━━━ Excerpt provided

Re: [PATCHv2] kvm: arm64: Add SVE support for nVHE.

From: Dave Martin <Dave.Martin@arm.com>
To: Daniel Kiss <Daniel.Kiss@arm.com>
Cc: Marc Zyngier <maz@kernel.org>, Mark Brown <broonie@kernel.org>,
	Linux ARM <linux-arm-kernel@lists.infradead.org>,
	"kvmarm@lists.cs.columbia.edu" <kvmarm@lists.cs.columbia.edu>
Subject: Re: [PATCHv2] kvm: arm64: Add SVE support for nVHE.
Date: Mon, 8 Feb 2021 14:46:31 +0000	[thread overview]
Message-ID: <20210208144629.GD21837@arm.com> (raw)
In-Reply-To: <2C9C9BA7-6872-4420-9EDB-BCCEBD96BF6C@arm.com>

On Fri, Feb 05, 2021 at 12:12:51AM +0000, Daniel Kiss wrote:
> 
> 
> > On 4 Feb 2021, at 18:36, Dave Martin <Dave.Martin@arm.com> wrote:
> > 
> > On Tue, Feb 02, 2021 at 07:52:54PM +0100, Daniel Kiss wrote:
> >> CPUs that support SVE are architecturally required to support the
> >> Virtualization Host Extensions (VHE), so far the kernel supported
> >> SVE alongside KVM with VHE enabled. In same cases it is desired to
> >> run nVHE config even when VHE is available.
> >> This patch add support for SVE for nVHE configuration too.
> >> 
> >> Tested on FVP with a Linux guest VM that run with a different VL than
> >> the host system.
> >> 
> >> Signed-off-by: Daniel Kiss <daniel.kiss@arm.com>

[...]

> >> diff --git a/arch/arm64/kvm/fpsimd.c b/arch/arm64/kvm/fpsimd.c
> >> index 3e081d556e81..8f29b468e989 100644
> >> --- a/arch/arm64/kvm/fpsimd.c
> >> +++ b/arch/arm64/kvm/fpsimd.c
> >> @@ -42,6 +42,16 @@ int kvm_arch_vcpu_run_map_fp(struct kvm_vcpu *vcpu)

━━━━━━
━━━ Items

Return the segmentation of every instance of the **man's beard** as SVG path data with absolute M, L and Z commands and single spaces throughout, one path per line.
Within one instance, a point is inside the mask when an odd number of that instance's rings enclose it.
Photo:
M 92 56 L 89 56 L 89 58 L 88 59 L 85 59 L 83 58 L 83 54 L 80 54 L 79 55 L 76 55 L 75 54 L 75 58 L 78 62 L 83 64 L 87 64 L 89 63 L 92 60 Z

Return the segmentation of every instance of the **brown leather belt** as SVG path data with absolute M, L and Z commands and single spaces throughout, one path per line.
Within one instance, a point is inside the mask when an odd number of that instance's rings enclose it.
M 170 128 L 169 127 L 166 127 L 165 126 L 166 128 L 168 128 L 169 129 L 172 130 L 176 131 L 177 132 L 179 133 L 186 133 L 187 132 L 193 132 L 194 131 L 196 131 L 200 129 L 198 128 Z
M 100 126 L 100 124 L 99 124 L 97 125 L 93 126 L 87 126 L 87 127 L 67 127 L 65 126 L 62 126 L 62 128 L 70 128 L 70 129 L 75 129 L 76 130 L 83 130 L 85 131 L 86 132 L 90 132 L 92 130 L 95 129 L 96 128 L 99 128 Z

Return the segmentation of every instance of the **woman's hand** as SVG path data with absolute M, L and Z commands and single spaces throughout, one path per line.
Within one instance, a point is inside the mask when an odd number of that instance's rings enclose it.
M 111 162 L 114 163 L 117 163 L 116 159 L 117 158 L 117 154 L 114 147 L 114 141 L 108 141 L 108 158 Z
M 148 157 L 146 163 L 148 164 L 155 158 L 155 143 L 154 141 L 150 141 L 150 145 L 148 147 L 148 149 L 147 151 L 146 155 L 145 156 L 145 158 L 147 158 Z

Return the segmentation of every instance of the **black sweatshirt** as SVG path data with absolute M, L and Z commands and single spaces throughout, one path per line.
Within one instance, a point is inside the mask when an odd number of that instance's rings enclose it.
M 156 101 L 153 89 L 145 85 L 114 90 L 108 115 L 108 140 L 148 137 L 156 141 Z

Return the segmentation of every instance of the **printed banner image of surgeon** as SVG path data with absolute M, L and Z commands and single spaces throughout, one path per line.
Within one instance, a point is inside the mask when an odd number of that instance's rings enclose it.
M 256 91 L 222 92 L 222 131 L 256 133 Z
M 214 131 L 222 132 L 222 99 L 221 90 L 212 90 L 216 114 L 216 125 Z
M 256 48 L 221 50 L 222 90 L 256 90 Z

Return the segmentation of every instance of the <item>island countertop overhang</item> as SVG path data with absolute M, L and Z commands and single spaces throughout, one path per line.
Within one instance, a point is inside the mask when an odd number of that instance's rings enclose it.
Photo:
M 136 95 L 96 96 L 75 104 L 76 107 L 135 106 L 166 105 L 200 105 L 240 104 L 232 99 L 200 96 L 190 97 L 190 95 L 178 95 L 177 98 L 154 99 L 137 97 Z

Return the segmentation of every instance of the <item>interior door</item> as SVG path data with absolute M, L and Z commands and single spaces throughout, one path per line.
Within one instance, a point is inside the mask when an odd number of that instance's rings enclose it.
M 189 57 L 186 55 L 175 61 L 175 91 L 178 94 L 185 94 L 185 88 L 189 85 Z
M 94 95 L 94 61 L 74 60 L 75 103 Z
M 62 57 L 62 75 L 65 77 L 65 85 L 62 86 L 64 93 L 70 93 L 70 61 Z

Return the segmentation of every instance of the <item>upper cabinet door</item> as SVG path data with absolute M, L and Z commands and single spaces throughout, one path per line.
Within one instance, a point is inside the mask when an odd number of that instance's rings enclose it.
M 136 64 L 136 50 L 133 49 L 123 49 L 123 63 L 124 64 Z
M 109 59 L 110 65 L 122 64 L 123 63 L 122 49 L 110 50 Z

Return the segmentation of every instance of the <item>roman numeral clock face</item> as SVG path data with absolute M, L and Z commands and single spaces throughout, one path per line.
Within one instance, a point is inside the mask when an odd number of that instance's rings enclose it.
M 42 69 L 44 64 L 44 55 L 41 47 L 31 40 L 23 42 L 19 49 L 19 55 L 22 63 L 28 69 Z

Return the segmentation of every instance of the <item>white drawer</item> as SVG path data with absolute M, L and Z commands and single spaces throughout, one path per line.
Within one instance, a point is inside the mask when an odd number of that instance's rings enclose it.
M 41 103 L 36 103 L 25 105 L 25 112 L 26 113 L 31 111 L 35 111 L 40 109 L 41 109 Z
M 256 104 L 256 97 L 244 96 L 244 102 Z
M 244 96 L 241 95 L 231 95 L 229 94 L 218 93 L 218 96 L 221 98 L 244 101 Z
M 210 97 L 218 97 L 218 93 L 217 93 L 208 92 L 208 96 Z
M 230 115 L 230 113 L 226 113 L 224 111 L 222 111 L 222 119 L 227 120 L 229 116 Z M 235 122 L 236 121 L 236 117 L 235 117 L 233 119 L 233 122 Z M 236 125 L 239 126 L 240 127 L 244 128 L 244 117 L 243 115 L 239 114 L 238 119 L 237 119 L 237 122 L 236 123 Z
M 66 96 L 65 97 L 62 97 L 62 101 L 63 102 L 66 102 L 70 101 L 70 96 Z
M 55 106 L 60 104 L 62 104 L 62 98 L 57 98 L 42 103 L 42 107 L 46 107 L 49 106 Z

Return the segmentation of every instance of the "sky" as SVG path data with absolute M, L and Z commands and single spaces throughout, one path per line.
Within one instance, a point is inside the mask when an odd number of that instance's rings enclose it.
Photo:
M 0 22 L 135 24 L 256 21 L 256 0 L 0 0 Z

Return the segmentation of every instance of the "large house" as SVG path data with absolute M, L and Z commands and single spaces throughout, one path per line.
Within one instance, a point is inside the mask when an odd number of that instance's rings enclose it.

━━━━━━
━━━ Items

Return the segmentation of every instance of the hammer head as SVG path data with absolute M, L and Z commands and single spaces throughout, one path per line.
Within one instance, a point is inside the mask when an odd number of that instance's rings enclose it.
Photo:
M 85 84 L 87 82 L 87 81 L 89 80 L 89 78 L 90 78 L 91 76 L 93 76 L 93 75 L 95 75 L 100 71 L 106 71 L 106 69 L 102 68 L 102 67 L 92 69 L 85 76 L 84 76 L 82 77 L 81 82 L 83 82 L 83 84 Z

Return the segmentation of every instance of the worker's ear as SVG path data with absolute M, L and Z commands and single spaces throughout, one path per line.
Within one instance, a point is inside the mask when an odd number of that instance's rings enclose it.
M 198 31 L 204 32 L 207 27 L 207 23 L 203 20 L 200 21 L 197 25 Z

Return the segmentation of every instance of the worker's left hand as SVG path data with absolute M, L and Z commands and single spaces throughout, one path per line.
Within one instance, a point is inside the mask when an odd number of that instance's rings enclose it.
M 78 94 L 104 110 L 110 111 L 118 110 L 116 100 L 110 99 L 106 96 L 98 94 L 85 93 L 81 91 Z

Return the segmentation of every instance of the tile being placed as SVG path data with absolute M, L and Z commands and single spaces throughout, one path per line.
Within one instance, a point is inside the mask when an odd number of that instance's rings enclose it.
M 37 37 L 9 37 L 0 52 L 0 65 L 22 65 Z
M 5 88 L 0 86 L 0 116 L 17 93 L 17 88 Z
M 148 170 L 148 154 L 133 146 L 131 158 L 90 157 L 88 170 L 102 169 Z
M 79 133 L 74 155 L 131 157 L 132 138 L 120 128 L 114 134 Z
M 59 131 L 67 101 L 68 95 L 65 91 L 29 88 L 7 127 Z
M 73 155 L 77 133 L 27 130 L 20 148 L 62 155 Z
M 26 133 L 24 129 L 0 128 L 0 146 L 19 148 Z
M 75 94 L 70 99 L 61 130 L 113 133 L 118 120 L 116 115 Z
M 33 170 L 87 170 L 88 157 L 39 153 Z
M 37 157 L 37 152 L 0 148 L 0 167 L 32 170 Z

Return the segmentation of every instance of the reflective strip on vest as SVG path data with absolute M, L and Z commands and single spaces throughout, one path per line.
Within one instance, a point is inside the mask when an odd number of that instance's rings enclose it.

━━━━━━

Written instruction: Summarize the mailing-list message above in two sentences.

Exercise answer: In a reply dated 8 February 2021, Dave Martin quotes Daniel Kiss's patch "kvm: arm64: Add SVE support for nVHE," which states that CPUs supporting SVE are architecturally required to support the Virtualization Host Extensions (VHE) and that the kernel had so far supported SVE alongside KVM with VHE enabled. Noting that running an nVHE configuration is sometimes desired even when VHE is available, the patch adds SVE support for nVHE and was tested on FVP with a Linux guest VM running with a different VL than the host system.